§ EXERCISE DESCRIPTION
Can you give the material from its start through the line containing "80), (41, 86)]" as a two-column CSV headed text and answer, with one row for each text and its answer, each placed in its own quoted field with line breaks turned into spaces? Leave the pictures out.

§ DATA SHOWN
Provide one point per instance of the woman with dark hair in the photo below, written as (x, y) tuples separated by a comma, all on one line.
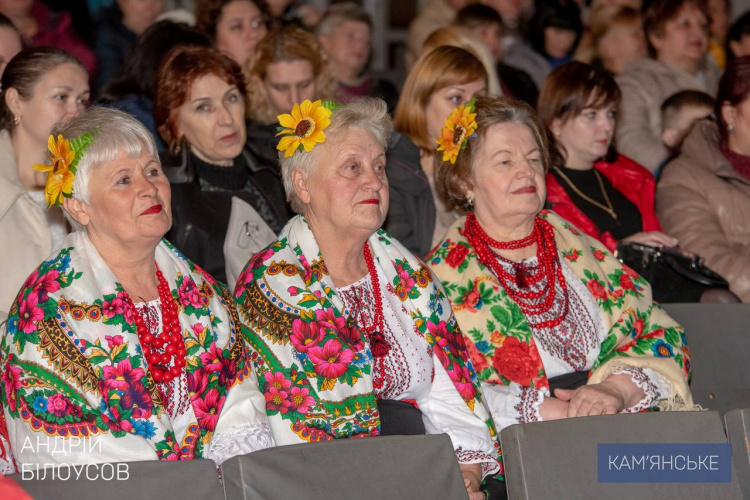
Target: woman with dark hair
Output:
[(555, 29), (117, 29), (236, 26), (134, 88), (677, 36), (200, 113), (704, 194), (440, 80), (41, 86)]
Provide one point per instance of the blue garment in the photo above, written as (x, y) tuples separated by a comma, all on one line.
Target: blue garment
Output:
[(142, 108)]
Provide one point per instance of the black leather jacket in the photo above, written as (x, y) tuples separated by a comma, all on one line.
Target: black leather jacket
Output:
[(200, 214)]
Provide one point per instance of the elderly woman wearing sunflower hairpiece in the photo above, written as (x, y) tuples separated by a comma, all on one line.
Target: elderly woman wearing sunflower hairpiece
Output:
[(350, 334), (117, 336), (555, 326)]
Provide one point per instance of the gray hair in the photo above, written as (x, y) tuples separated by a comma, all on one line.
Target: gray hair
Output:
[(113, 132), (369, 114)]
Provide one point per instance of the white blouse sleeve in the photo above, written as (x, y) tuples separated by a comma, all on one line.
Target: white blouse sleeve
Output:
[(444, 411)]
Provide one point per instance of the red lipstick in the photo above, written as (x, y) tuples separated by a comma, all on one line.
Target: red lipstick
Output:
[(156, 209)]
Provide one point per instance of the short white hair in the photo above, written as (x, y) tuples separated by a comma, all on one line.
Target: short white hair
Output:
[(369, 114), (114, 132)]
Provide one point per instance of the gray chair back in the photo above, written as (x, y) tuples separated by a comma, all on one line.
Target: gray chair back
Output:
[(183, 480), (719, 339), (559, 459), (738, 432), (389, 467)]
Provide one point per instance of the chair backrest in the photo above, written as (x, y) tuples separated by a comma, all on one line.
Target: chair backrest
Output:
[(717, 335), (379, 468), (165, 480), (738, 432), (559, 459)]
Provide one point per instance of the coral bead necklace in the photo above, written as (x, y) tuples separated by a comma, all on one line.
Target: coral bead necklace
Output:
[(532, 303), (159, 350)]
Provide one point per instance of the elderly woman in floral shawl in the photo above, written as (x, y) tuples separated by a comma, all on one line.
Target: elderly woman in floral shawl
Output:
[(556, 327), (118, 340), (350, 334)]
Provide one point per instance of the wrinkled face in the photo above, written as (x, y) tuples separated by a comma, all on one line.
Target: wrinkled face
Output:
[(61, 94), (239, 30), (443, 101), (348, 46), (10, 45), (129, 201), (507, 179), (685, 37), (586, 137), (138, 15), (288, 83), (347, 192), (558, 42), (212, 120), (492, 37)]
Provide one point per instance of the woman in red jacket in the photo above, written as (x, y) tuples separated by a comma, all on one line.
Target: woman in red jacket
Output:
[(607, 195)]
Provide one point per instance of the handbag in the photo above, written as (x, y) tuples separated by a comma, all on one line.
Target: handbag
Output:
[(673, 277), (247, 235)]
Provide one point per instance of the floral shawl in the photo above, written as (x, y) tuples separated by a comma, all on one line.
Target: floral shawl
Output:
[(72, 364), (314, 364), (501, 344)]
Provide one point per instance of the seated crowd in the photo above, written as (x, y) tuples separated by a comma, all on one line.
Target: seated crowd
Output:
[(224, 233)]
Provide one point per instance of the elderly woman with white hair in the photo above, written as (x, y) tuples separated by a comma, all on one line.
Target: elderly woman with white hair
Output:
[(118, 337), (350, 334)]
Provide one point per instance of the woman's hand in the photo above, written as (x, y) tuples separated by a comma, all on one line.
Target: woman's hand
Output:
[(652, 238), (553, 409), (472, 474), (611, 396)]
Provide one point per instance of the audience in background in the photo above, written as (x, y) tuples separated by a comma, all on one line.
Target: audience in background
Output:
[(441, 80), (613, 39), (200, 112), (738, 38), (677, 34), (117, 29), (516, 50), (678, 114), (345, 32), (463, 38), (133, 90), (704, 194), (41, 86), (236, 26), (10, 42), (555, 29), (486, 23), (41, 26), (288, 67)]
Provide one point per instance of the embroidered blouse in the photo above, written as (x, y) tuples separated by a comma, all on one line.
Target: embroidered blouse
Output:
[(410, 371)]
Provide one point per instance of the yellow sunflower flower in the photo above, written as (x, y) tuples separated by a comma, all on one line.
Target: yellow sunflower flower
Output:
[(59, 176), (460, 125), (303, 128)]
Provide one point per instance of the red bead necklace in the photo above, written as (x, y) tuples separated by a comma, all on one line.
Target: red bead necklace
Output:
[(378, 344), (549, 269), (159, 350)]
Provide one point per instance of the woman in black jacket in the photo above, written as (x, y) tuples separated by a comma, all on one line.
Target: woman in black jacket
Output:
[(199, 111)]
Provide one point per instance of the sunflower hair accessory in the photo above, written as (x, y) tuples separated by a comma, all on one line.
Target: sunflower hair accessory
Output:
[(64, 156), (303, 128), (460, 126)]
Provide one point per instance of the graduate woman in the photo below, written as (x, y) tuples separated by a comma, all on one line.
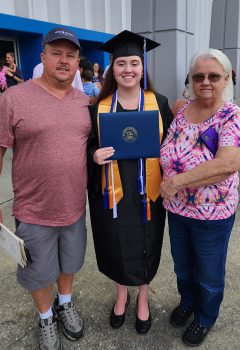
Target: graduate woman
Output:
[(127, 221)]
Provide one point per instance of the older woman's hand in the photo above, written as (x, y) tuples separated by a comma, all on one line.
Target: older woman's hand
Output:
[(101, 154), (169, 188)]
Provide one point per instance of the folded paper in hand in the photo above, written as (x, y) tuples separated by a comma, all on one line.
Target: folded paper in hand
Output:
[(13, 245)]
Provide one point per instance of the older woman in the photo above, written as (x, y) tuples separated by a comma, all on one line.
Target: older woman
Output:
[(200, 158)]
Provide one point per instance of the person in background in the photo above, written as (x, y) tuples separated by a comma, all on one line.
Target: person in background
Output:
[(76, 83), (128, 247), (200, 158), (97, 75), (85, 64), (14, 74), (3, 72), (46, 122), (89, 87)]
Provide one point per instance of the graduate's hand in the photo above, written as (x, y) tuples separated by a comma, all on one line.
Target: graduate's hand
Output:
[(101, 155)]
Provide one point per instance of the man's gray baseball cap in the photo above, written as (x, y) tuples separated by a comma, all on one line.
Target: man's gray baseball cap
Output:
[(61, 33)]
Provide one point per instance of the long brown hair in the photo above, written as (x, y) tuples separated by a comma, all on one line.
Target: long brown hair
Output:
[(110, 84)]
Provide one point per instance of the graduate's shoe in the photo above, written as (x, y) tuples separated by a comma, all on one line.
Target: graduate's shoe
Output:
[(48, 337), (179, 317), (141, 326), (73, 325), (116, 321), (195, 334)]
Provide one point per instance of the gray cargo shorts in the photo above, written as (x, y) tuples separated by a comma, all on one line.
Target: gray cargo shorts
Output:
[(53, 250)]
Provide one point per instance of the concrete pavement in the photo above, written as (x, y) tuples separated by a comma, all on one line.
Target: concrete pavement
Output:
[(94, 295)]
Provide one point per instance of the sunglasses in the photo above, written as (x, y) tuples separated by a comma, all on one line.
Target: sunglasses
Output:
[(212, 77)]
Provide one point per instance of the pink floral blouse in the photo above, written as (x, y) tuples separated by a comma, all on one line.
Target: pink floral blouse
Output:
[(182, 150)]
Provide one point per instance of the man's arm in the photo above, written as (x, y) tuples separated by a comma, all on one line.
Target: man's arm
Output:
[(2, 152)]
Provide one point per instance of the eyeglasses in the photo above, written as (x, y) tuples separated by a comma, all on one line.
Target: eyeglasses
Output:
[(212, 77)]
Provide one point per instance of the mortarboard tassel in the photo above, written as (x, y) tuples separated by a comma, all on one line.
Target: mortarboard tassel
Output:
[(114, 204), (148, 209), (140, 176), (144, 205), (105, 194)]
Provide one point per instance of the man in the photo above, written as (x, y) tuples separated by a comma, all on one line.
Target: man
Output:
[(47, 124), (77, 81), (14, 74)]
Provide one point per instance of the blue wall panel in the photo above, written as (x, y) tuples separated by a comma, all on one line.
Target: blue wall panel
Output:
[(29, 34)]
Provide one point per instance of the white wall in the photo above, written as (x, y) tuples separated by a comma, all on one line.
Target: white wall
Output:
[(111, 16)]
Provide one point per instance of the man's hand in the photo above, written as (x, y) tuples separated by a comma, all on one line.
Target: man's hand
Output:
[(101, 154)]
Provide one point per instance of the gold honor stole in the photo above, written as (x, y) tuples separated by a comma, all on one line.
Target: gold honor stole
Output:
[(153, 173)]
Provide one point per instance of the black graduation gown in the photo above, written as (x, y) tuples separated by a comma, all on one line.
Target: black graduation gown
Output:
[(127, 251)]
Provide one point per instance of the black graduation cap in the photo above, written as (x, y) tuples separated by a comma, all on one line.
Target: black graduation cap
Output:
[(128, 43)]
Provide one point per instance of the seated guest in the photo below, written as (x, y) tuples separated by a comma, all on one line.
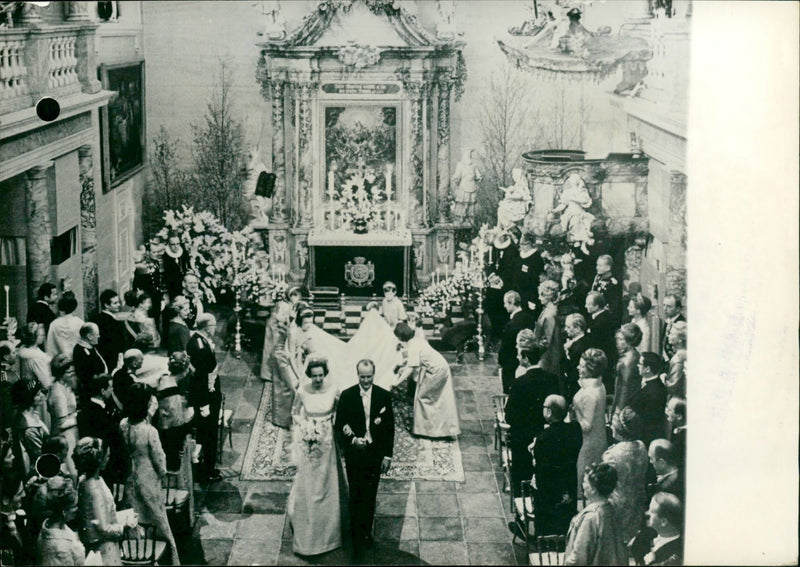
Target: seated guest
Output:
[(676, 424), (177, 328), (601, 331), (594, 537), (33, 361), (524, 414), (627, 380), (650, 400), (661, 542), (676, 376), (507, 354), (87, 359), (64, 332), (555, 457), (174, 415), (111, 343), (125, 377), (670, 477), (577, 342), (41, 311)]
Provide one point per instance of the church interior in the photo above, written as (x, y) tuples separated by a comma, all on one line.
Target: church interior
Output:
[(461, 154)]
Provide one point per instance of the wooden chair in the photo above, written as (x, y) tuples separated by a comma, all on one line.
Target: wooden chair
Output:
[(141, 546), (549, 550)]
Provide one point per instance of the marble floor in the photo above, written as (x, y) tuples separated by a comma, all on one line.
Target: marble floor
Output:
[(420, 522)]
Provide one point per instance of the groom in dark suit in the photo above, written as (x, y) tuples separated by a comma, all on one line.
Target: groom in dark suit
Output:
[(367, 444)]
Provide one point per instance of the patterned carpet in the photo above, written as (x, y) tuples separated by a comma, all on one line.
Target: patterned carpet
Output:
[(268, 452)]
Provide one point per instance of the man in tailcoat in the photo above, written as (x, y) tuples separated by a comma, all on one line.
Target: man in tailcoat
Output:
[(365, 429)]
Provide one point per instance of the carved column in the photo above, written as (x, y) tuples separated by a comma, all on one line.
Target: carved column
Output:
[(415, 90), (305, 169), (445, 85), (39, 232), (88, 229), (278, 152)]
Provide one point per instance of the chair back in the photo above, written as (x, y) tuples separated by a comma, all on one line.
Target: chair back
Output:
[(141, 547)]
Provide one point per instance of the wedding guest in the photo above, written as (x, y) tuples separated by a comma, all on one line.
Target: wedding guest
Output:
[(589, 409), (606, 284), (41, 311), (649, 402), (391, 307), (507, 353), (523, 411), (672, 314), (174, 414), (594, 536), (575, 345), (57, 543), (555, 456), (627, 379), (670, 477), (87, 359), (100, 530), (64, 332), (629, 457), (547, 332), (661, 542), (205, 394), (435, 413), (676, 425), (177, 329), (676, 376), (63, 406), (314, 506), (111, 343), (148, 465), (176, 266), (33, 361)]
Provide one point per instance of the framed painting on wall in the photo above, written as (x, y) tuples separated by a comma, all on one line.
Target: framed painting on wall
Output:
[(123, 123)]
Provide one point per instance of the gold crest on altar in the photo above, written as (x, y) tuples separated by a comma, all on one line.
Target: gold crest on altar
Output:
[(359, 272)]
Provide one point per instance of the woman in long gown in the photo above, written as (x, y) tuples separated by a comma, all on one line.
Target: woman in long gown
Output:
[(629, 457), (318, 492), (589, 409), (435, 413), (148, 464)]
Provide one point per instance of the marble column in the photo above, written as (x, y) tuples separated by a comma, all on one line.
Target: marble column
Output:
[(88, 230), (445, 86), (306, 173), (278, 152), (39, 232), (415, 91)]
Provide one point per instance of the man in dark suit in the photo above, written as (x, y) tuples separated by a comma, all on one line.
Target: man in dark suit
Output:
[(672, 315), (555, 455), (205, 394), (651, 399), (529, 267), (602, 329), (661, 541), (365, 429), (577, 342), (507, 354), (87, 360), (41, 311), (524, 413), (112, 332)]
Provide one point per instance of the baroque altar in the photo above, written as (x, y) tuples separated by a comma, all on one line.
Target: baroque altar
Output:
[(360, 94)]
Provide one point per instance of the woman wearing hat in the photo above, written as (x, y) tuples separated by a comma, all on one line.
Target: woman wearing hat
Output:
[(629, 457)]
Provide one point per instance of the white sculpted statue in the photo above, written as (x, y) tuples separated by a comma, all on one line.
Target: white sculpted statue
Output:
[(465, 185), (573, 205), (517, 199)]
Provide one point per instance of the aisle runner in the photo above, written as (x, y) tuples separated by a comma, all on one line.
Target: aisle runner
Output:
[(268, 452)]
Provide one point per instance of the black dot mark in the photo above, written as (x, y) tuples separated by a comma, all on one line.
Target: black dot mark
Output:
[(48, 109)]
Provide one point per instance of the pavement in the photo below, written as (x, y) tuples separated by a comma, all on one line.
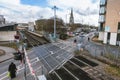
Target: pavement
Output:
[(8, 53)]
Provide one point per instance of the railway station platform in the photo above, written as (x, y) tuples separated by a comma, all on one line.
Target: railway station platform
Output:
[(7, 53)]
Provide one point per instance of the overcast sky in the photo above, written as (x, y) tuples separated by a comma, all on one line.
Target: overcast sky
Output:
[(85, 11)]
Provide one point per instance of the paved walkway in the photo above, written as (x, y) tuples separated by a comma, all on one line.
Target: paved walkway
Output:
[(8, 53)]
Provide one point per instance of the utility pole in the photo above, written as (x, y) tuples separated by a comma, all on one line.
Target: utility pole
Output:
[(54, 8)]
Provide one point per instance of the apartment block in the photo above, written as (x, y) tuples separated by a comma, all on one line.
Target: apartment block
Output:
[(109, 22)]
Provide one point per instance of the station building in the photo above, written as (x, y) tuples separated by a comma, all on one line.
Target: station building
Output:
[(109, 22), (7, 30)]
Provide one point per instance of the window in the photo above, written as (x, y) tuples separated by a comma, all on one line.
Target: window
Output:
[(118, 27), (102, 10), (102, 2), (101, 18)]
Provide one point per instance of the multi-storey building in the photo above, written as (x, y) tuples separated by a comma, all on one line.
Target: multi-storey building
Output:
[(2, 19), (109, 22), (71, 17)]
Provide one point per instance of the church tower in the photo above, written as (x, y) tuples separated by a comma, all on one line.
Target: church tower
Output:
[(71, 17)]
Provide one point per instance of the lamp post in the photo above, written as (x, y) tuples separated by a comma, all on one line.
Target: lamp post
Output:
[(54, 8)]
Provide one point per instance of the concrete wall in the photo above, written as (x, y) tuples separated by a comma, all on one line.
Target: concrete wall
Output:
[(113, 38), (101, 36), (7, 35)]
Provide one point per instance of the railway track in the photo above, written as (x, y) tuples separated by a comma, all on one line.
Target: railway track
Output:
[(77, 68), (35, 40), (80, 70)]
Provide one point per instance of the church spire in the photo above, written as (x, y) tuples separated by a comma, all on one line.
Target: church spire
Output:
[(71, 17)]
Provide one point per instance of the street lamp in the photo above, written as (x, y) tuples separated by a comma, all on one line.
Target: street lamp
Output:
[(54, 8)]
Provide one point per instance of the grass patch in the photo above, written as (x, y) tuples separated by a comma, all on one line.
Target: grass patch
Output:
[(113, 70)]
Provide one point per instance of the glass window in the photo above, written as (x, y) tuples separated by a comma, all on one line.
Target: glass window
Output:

§ TASK SOLUTION
text,answer
"Provide one point per instance of the woman with dark hair in the photo below, written as (x, y) tuples separated by a comma, all on one line. Target: woman with dark hair Output:","[(555, 29), (117, 29), (236, 26), (134, 88), (677, 36), (200, 113), (704, 194), (440, 80), (41, 86)]"